[Dataset entries]
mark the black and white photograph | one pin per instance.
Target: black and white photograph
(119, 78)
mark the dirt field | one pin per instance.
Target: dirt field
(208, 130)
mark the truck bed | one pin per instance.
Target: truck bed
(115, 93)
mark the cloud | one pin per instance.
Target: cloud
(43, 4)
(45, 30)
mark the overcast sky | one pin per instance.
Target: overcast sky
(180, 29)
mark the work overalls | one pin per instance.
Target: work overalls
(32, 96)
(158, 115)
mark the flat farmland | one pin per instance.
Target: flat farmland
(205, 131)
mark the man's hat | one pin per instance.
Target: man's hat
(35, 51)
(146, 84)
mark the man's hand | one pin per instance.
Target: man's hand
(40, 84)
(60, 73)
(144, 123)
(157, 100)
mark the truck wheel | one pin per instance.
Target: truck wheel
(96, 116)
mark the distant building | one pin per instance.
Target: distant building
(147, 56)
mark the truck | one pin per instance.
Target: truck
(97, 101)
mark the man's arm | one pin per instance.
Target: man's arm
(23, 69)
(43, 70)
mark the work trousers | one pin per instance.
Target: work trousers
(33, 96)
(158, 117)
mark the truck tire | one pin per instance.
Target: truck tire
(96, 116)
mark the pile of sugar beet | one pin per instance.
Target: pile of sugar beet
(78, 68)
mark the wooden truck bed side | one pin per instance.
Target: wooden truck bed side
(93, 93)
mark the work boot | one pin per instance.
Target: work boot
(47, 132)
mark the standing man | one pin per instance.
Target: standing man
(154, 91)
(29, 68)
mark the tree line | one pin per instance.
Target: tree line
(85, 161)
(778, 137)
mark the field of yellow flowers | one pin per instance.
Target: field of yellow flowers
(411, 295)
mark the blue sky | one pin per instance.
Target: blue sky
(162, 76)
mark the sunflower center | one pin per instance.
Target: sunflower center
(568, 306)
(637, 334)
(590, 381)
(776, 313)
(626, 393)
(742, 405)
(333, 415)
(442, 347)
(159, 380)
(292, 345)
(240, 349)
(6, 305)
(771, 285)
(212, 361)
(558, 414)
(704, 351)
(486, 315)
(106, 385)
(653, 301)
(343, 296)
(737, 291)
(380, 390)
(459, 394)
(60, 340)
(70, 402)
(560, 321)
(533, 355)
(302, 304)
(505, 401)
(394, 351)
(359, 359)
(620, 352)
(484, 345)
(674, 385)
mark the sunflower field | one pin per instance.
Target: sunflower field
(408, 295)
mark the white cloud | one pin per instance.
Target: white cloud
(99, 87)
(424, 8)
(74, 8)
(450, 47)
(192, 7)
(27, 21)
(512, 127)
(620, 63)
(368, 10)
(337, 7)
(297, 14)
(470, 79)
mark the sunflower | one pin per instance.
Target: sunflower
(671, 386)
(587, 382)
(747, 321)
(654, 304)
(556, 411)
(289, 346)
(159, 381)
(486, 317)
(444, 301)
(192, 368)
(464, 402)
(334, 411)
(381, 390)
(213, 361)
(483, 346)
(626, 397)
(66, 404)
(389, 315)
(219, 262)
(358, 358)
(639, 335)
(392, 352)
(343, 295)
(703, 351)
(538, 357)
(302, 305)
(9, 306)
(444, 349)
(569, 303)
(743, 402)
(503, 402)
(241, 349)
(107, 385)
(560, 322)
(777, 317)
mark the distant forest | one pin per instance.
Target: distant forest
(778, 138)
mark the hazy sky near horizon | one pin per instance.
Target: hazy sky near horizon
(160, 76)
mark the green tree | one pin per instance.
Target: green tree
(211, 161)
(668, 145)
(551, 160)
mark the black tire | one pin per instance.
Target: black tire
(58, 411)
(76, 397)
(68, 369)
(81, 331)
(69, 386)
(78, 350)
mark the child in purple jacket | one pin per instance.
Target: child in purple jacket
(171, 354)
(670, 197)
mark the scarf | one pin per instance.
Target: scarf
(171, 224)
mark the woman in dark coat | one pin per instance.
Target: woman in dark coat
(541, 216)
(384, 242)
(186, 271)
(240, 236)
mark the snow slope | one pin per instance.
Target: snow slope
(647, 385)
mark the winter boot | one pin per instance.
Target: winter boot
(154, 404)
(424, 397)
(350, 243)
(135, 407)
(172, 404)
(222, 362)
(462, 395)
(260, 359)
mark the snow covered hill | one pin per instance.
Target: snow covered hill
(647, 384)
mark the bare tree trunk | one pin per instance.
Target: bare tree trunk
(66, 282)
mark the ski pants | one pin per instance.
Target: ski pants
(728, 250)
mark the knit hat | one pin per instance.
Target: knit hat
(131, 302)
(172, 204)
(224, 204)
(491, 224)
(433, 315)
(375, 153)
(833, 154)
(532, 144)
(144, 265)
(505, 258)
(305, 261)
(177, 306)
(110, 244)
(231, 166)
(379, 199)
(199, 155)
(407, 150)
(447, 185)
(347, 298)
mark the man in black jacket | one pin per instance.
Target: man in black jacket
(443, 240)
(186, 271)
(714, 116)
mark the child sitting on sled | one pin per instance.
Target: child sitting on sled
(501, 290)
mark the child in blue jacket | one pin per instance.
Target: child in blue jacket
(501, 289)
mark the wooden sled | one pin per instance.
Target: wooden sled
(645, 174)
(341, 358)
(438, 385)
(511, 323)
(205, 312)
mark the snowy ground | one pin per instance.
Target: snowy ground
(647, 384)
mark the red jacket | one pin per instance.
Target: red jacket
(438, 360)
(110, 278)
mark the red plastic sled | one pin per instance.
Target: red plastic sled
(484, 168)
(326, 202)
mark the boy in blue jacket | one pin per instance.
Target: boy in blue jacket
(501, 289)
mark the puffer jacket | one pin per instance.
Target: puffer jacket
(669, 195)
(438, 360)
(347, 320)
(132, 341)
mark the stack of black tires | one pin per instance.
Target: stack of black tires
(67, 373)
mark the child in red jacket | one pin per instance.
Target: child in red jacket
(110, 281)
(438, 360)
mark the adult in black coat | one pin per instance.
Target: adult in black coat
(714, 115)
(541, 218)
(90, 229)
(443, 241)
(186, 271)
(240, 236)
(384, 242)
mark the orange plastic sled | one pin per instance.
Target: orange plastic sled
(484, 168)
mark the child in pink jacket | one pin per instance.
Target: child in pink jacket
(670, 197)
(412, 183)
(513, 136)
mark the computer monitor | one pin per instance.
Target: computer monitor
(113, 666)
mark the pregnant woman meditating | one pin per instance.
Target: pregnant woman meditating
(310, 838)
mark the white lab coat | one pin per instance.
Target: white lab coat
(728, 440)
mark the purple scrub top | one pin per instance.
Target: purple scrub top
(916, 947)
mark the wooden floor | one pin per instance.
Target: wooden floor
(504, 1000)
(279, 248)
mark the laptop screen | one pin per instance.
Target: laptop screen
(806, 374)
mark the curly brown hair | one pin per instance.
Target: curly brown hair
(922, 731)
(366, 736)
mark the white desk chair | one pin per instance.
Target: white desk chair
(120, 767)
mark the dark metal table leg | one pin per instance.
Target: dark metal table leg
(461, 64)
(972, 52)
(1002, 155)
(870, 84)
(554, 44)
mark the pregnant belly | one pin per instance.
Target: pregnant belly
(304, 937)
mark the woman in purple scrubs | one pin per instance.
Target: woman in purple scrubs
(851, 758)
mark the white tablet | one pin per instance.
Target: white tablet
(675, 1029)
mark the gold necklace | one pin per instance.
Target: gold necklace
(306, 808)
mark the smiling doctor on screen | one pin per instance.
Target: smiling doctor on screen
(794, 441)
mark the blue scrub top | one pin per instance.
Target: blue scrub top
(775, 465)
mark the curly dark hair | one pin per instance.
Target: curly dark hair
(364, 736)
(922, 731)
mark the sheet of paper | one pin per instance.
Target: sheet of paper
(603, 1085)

- [What you should do] Exactly reproduce every line of the records.

- [Reply]
mark the black and white photograph | one pin per instance.
Target: black and white photograph
(119, 78)
mark the dirt field | one pin per instance.
Target: dirt field
(208, 130)
mark the truck bed | one pin per instance.
Target: truck bed
(115, 93)
mark the cloud | one pin per instance.
Target: cloud
(43, 4)
(45, 30)
mark the overcast sky | one pin per instance.
Target: overcast sky
(180, 29)
mark the work overalls | one pin per instance.
Target: work overalls
(32, 96)
(158, 115)
mark the flat farmland | one pin per instance.
Target: flat farmland
(205, 131)
mark the man's hat | one pin per instance.
Target: man's hat
(35, 51)
(146, 84)
mark the man's hand | one pin per instance.
Target: man's hand
(40, 84)
(60, 73)
(144, 123)
(157, 100)
mark the truck wheel | one pin per instance.
Target: truck wheel
(96, 116)
mark the distant building | one pin per instance.
Target: distant building
(147, 56)
mark the truck | one pin per instance.
Target: truck
(97, 101)
mark the man's arm | one pin per instance.
Target: man's arm
(23, 69)
(43, 70)
mark the work trousers | one pin per instance.
Target: work trousers
(33, 96)
(158, 117)
mark the truck tire | one pin per instance.
Target: truck tire
(96, 116)
mark the pile of sugar beet | one pin per instance.
Target: pile of sugar beet
(78, 68)
mark the wooden truck bed side | one pin per instance.
Target: wooden truck bed side
(93, 93)
mark the work boot | one pin per instance.
Target: work boot
(47, 132)
mark the standing man | one pin per instance.
Target: standing man
(154, 91)
(29, 68)
mark the tree line | one pin per instance.
Target: tree line
(85, 161)
(778, 137)
mark the field of yellow flowers | one pin per instance.
Target: field of yellow flowers
(411, 295)
mark the blue sky | one pin per instance.
Target: blue sky
(162, 76)
mark the sunflower center | one pin per instance.
Target: sunflower center
(568, 306)
(637, 334)
(590, 381)
(776, 313)
(626, 393)
(742, 405)
(333, 415)
(442, 347)
(159, 380)
(292, 345)
(240, 349)
(6, 305)
(771, 285)
(212, 361)
(558, 414)
(704, 351)
(486, 315)
(106, 385)
(653, 301)
(343, 296)
(737, 291)
(380, 390)
(459, 394)
(60, 340)
(70, 402)
(560, 321)
(533, 355)
(302, 304)
(505, 401)
(394, 351)
(359, 359)
(620, 352)
(484, 345)
(674, 385)
mark the sunflower field | one pin per instance.
Target: sunflower field
(408, 295)
mark the white cloud | one pin per instance.
Target: white cloud
(99, 87)
(424, 8)
(74, 8)
(450, 47)
(192, 7)
(27, 21)
(512, 127)
(620, 63)
(368, 10)
(337, 7)
(297, 14)
(470, 79)
mark the sunflower | one pin per instance.
Target: sunflower
(671, 386)
(587, 382)
(747, 321)
(654, 304)
(556, 411)
(289, 346)
(159, 381)
(486, 317)
(444, 301)
(192, 368)
(464, 402)
(334, 411)
(381, 390)
(213, 361)
(483, 346)
(626, 397)
(66, 404)
(389, 315)
(219, 262)
(358, 358)
(639, 335)
(392, 352)
(343, 295)
(703, 351)
(538, 357)
(302, 305)
(9, 306)
(444, 349)
(569, 303)
(743, 402)
(503, 402)
(241, 349)
(107, 385)
(560, 322)
(777, 317)
mark the distant forest | one pin per instance.
Target: distant forest
(778, 138)
mark the hazy sky near horizon | one pin per instance.
Target: hazy sky near horizon
(160, 76)
mark the green tree | one pin per instance.
Target: green tree
(211, 161)
(668, 145)
(551, 160)
mark the black tire | one pin per instance.
Target: black tire
(58, 411)
(76, 397)
(68, 369)
(81, 331)
(69, 386)
(78, 350)
mark the child in purple jacket | one pin per instance.
Target: child in purple jacket
(171, 354)
(670, 197)
mark the scarf | one pin per instance.
Target: scarf
(171, 224)
mark the woman in dark coat | one pin per instance.
Target: woman in dark coat
(541, 216)
(384, 242)
(186, 271)
(240, 236)
mark the snow slope | one pin per instance.
Target: snow slope
(647, 385)
mark the winter boot | one pin per instance.
Target: winter boot
(154, 404)
(424, 397)
(350, 243)
(135, 407)
(172, 404)
(222, 362)
(462, 395)
(260, 359)
mark the snow covered hill | one pin per instance.
Target: snow covered hill
(647, 384)
mark the bare tree trunk | one pin per instance.
Target: bare tree trunk
(66, 282)
mark the ski pants | one pin per instance.
Target: ski pants
(728, 250)
mark the knit hat | one pin per instance.
Target: knit hat
(131, 302)
(172, 204)
(224, 204)
(491, 224)
(433, 315)
(375, 153)
(833, 154)
(532, 144)
(144, 265)
(505, 258)
(305, 261)
(177, 306)
(110, 244)
(231, 166)
(379, 199)
(199, 155)
(407, 150)
(447, 185)
(347, 298)
mark the man in black jacket | one pin per instance.
Target: man in black jacket
(443, 240)
(186, 271)
(714, 116)
mark the child sitting on sled | one pin per instance.
Target: child sitting on sled
(501, 290)
mark the child in blue jacket | one pin per instance.
Target: child in blue jacket
(501, 289)
mark the wooden sled | one pin per instance.
Target: wooden sled
(645, 174)
(341, 358)
(438, 385)
(511, 323)
(205, 312)
mark the snowy ground | one pin per instance.
Target: snowy ground
(647, 384)
mark the red jacket | one pin per instance.
Target: red jacket
(438, 360)
(110, 278)
mark the red plastic sled | one pin per instance.
Target: red plastic sled
(484, 168)
(326, 202)
mark the boy in blue jacket | one pin per instance.
Target: boy in blue jacket
(501, 289)
mark the puffer jacket | one pin per instance.
Target: puffer jacket
(669, 195)
(438, 360)
(347, 320)
(132, 341)
mark the stack of black tires | one pin per instance.
Target: stack of black tires
(67, 373)
mark the child in red jacket | one pin per instance.
Target: child in red jacket
(110, 281)
(438, 360)
mark the adult in black coat | one pin per instance.
Target: adult in black coat
(714, 115)
(541, 218)
(90, 229)
(443, 241)
(186, 271)
(240, 236)
(384, 242)
mark the orange plastic sled | one pin per instance.
Target: orange plastic sled
(484, 168)
mark the child in pink jacket | one pin per instance.
Target: child in pink jacket
(670, 197)
(412, 183)
(513, 136)
mark the computer monitor | one pin per instance.
Target: computer monitor
(113, 666)
mark the pregnant woman meditating | one pin per instance.
Target: pregnant woman meditating
(310, 838)
mark the white lab coat | one pin per instance.
Target: white lab coat
(728, 440)
mark the purple scrub top | one pin per instance.
Target: purple scrub top
(916, 947)
mark the wooden floor | one pin per instance.
Target: wooden floor
(504, 1000)
(279, 248)
mark the laptop screen | one pin per instance.
Target: laptop screen
(806, 374)
mark the curly brown hair | one pin per instance.
Target: curly brown hair
(922, 731)
(366, 736)
mark the white desk chair | one pin per instance.
Target: white desk chair
(120, 767)
mark the dark metal table leg | one pin per instance.
Target: dark metal table leg
(461, 64)
(972, 52)
(1002, 155)
(870, 84)
(554, 44)
mark the pregnant belly | one pin per instance.
Target: pregnant belly
(304, 937)
mark the woman in purple scrubs | one pin per instance.
Target: woman in purple scrubs
(851, 758)
mark the white tablet | one pin per instance.
Target: white tablet
(675, 1029)
mark the gold necklace | one pin per instance.
Target: gold necklace
(306, 808)
mark the smiling doctor on screen | one pin per instance.
Target: smiling doctor on screen
(794, 441)
mark the blue scrub top | one pin per instance.
Target: blue scrub top
(775, 465)
mark the curly dark hair | one pin per instance.
Target: curly dark hair
(364, 736)
(922, 731)
mark the sheet of paper | one pin per instance.
Target: sheet of paper
(603, 1085)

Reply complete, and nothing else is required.